SUPPLIED DATA:
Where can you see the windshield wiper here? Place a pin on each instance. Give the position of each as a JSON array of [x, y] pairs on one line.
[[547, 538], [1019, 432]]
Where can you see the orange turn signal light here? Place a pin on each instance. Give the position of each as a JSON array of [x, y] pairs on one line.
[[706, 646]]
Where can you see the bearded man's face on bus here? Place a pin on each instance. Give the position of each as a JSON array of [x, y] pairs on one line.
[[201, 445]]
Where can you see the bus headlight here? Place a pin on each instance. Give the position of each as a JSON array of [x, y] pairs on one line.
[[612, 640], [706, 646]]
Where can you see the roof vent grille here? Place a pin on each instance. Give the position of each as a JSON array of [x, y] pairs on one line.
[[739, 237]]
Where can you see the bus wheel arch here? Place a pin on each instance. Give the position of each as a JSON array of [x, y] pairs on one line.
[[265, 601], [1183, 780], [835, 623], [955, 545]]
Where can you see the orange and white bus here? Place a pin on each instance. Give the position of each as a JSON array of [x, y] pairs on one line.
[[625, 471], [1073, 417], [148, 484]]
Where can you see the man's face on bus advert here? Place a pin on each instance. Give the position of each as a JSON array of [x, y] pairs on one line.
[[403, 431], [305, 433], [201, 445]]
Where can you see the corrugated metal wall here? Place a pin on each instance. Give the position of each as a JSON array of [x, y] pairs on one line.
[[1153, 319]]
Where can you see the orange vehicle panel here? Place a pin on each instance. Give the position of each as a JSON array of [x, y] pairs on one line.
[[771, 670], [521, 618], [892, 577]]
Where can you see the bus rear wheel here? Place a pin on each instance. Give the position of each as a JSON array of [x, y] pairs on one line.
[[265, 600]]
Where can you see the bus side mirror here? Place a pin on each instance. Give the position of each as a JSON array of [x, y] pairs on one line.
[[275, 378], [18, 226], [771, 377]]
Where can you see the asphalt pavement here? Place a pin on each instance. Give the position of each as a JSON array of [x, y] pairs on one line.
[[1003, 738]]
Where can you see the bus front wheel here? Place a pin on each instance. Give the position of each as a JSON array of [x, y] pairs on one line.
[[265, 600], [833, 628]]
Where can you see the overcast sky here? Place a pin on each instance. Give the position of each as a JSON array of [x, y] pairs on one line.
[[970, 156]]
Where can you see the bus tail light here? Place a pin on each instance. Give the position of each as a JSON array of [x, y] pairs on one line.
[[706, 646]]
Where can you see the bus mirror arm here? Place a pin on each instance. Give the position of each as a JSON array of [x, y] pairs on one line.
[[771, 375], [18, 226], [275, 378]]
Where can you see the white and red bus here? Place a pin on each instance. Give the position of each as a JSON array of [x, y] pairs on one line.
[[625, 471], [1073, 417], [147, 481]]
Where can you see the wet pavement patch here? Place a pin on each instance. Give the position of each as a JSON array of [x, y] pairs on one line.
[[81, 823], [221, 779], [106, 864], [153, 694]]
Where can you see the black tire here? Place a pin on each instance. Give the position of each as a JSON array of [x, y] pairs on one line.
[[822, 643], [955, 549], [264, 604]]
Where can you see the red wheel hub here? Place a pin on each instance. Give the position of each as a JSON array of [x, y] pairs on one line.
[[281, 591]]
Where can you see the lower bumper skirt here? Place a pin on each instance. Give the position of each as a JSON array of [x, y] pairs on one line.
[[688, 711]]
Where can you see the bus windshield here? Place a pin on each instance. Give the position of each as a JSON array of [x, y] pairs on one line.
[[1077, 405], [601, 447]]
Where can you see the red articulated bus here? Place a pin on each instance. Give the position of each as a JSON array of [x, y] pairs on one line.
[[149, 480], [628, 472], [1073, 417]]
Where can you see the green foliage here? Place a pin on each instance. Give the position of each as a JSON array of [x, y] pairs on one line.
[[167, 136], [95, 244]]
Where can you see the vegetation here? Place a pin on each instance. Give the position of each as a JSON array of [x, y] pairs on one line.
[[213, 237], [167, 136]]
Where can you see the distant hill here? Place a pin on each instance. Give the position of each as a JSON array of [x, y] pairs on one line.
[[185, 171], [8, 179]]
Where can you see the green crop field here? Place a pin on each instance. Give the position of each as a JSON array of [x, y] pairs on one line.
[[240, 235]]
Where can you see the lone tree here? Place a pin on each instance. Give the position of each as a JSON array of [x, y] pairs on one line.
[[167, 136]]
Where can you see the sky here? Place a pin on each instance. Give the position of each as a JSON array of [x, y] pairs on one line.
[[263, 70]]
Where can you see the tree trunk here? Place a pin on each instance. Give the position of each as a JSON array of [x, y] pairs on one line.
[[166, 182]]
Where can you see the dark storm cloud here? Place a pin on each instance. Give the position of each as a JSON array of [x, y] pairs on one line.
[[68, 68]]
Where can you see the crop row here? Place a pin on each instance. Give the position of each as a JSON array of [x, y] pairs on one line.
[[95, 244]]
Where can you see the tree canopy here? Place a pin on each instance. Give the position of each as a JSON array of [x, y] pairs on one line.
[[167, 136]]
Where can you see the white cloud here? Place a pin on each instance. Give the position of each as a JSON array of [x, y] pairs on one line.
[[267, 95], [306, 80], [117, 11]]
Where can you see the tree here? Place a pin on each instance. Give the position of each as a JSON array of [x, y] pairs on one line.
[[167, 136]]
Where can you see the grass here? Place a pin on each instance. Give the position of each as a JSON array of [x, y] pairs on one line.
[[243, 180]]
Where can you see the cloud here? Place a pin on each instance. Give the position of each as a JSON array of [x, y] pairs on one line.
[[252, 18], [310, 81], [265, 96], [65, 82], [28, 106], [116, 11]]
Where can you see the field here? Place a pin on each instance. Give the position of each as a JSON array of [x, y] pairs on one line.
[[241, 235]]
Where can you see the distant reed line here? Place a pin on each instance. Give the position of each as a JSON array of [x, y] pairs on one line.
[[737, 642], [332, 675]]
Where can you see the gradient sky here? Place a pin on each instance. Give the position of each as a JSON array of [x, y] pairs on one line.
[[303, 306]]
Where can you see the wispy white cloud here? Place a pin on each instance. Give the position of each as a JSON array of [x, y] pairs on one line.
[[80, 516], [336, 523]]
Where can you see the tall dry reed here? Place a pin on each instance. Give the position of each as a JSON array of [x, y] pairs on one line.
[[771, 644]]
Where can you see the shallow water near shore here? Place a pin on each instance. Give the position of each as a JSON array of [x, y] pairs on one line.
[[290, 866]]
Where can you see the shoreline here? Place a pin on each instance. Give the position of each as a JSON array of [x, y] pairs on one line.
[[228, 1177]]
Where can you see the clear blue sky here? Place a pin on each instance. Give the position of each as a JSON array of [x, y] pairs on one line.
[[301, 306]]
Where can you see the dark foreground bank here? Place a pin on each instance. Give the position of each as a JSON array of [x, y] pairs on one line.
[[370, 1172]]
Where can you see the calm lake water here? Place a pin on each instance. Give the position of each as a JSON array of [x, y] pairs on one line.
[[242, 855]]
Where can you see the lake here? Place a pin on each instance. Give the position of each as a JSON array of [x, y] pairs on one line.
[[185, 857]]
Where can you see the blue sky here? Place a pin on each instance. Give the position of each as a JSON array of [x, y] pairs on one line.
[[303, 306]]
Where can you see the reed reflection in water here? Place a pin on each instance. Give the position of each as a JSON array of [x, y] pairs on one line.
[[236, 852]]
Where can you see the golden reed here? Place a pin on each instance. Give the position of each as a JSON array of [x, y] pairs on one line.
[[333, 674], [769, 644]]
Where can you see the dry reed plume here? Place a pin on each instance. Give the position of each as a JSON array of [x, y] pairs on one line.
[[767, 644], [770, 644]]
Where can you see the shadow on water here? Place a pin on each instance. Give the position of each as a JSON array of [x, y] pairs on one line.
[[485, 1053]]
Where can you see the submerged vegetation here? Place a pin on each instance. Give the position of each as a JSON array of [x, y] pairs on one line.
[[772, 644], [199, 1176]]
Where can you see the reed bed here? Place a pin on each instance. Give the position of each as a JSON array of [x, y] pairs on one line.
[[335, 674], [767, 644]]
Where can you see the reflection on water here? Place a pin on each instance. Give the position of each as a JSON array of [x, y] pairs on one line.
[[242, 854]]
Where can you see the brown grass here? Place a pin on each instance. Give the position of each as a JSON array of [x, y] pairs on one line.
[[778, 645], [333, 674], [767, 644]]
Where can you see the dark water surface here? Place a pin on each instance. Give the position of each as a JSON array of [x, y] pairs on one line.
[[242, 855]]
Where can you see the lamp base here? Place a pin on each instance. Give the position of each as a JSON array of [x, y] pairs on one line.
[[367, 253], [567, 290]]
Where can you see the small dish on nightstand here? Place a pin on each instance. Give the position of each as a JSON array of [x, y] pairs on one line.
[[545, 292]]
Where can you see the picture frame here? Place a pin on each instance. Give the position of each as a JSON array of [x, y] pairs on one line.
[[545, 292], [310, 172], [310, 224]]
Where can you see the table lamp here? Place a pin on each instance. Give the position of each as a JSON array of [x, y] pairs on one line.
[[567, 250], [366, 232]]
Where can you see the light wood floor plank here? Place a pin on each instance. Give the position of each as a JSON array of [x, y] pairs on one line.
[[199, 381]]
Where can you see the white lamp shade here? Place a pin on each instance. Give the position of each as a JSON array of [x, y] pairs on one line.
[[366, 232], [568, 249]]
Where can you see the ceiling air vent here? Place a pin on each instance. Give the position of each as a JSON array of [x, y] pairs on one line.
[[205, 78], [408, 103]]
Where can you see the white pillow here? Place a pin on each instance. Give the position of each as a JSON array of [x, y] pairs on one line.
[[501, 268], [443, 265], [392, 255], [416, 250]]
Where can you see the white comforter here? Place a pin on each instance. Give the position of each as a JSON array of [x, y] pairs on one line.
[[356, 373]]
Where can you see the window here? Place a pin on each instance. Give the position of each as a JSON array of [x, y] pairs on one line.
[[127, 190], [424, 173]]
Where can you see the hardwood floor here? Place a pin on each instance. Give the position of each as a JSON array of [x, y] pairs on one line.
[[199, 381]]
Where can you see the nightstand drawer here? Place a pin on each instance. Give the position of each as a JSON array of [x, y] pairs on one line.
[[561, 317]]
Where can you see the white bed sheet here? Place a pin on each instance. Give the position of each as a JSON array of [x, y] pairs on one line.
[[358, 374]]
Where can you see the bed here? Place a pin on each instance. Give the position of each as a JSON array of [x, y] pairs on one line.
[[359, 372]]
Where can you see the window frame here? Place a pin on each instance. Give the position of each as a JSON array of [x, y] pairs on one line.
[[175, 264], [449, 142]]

GIVEN PROBLEM:
Can you copy the listing above, from its first line down to the line containing "[[547, 538], [1019, 432]]", swapping "windshield wiper" for "wiper blade" and changing nothing else?

EXPECTED ANSWER:
Where can you see the wiper blade here? Place a pin on each instance. Give the position of each as a JSON array of [x, y] pairs on one line.
[[547, 538], [1019, 432]]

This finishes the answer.